• Exercise description
Report the count of lines below that include "then", without any other text.

• Supplied records
>>>>

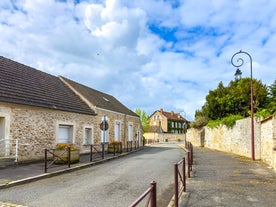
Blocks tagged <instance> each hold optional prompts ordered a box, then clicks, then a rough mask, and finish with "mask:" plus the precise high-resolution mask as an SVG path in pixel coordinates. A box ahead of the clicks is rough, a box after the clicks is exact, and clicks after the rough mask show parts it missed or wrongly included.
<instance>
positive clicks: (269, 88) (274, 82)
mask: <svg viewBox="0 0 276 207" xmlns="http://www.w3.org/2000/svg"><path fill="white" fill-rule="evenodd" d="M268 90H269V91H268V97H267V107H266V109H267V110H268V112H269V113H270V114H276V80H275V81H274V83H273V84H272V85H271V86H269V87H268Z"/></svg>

<<<<
>>>>

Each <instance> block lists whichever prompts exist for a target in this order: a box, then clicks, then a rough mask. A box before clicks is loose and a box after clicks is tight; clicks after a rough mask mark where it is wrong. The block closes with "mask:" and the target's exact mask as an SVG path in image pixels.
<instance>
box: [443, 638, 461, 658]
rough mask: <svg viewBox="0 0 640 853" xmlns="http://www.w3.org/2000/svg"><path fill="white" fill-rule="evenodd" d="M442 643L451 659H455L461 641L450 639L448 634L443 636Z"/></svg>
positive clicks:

<<<<

• Output
2